**Instructions to follow:**
Reproduce every record below exactly as written, but leave out any pictures.

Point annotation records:

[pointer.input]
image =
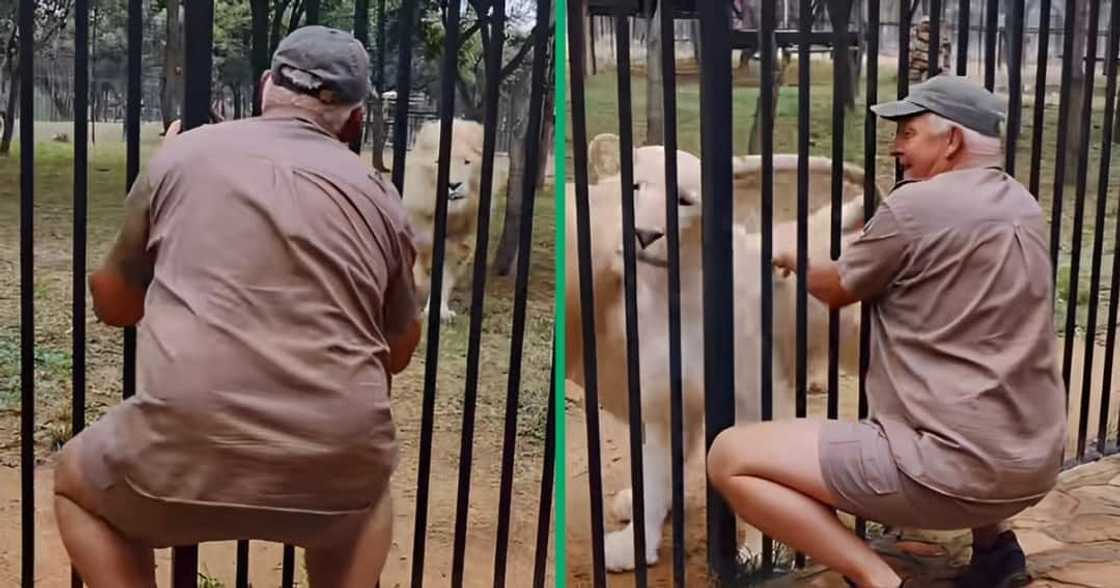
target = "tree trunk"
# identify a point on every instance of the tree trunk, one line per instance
(171, 95)
(654, 84)
(506, 254)
(506, 257)
(1076, 90)
(9, 127)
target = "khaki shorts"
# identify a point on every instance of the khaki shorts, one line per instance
(860, 470)
(160, 523)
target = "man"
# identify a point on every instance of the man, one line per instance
(968, 419)
(272, 271)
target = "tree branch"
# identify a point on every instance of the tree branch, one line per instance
(522, 52)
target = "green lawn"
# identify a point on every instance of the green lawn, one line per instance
(54, 302)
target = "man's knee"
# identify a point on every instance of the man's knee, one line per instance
(725, 456)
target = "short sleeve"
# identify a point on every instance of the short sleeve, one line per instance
(870, 262)
(400, 306)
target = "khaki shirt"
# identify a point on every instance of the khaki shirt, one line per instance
(963, 364)
(282, 267)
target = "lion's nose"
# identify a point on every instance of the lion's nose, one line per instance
(647, 236)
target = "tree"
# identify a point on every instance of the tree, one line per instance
(50, 17)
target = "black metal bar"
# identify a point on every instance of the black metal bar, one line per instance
(991, 19)
(132, 162)
(198, 37)
(934, 56)
(718, 291)
(477, 299)
(242, 572)
(27, 289)
(963, 8)
(406, 21)
(449, 67)
(185, 567)
(362, 34)
(904, 24)
(260, 48)
(870, 193)
(804, 108)
(576, 34)
(841, 84)
(1039, 105)
(381, 48)
(521, 295)
(548, 475)
(766, 100)
(1015, 83)
(672, 230)
(1070, 62)
(1110, 68)
(288, 568)
(313, 12)
(81, 199)
(630, 281)
(1063, 115)
(1071, 323)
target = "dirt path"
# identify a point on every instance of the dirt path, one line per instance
(615, 456)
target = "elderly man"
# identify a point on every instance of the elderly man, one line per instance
(968, 419)
(272, 273)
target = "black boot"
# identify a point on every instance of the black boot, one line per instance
(1000, 566)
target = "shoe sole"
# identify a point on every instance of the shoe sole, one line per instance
(1017, 580)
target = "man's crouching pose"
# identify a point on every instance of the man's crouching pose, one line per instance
(273, 276)
(968, 420)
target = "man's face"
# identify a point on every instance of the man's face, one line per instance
(921, 150)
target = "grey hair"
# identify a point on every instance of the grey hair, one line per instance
(332, 115)
(979, 149)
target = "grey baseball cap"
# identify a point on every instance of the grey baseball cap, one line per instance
(954, 98)
(325, 63)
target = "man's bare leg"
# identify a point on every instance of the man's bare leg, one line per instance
(356, 558)
(100, 553)
(780, 490)
(985, 537)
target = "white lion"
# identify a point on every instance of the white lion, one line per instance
(653, 320)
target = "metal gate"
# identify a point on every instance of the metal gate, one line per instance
(828, 26)
(196, 105)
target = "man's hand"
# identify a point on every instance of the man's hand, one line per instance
(402, 346)
(785, 262)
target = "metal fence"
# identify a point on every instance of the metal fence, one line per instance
(196, 111)
(1093, 422)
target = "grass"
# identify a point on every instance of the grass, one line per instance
(54, 301)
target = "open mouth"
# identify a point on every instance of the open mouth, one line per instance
(652, 260)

**Expected answer:**
[pointer.input]
image =
target = "tree trunk"
# identify a point on every instance of the tree trunk, one line per instance
(171, 95)
(654, 84)
(506, 254)
(506, 257)
(1076, 90)
(9, 127)
target = "khaki shorts"
# identify a point on every instance of the khaki shorts, one line per instance
(860, 470)
(160, 523)
target = "man"
# identify a point on every instance of the man, one line per instance
(968, 419)
(272, 271)
target = "tree branch"
# identify a point on every instance of the tree branch, one line per instance
(522, 52)
target = "green lawn"
# identify a point on every instance of the green lawn, one line per instance
(54, 302)
target = "man's knee"
# identify a point on every instance of the man's knee, one line per instance
(725, 456)
target = "short sleeve"
# identify a point on every instance of the short sleeve, one line per instance
(870, 262)
(400, 306)
target = "khaki shirt"
# identify a point on every instance of the khaki shirt, one line per instance
(963, 364)
(282, 267)
target = "lion's nose"
# identify a point on every instance of the lion's nose, one line per instance
(647, 236)
target = "tree"
# identify a point on every instance of the tree, one line per instance
(50, 17)
target = "black metal bar"
# identify a point on every instance of the black metal bar, one line per instance
(991, 19)
(132, 162)
(198, 37)
(934, 56)
(718, 291)
(477, 299)
(242, 572)
(27, 289)
(963, 8)
(406, 21)
(449, 67)
(185, 567)
(362, 34)
(904, 24)
(260, 48)
(870, 193)
(804, 108)
(576, 34)
(841, 84)
(1039, 105)
(381, 48)
(521, 295)
(548, 475)
(766, 100)
(1015, 83)
(672, 230)
(1070, 62)
(1110, 68)
(288, 568)
(313, 12)
(81, 199)
(630, 281)
(1063, 115)
(1071, 323)
target = "dirt path"
# identify a point on every instance of the dirt path, one line per instance
(615, 456)
target = "elderly man"
# identify a point on every instance of the elderly man, one line per instance
(968, 419)
(272, 273)
target = "black boot"
# identify a point on every instance of the black boot, one line per instance
(1000, 566)
target = "shoe sole"
# identify a point on every instance of the shoe sole, one line per instance
(1017, 580)
target = "man's crouching pose"
# identify a point on every instance of the man's crouching pose, one line per instance
(273, 276)
(968, 420)
target = "man's face"
# identify a point on every instance of the man's face, one line per instance
(921, 150)
target = "grey hair"
# identify a point on every instance of the grey hair, one line per instance
(332, 115)
(979, 149)
target = "grey baseball cap"
# identify a point on every instance of the grey baseball cap, one line per instance
(954, 98)
(325, 63)
target = "man's bare leg"
# identify a point on every instance of the man's bare leg, one line per instance
(356, 558)
(100, 553)
(780, 490)
(985, 537)
target = "white lion"
# identify a point on every instance of the white lion, one line per instance
(653, 320)
target = "metal gate"
# identify a point on every instance of the metal gate, one line per instance
(828, 26)
(196, 105)
target = "man's hand"
# identify a point on every instance of the man's hand, one line per instance
(402, 346)
(785, 262)
target = "metal fence"
# identify a point on every instance of the metal fence, one line per instance
(196, 111)
(1093, 422)
target = "grass"
# identify a point on every instance of the grass, one line per instance
(54, 301)
target = "open mouth"
# identify a point on every instance of the open mouth, one line per instance
(652, 260)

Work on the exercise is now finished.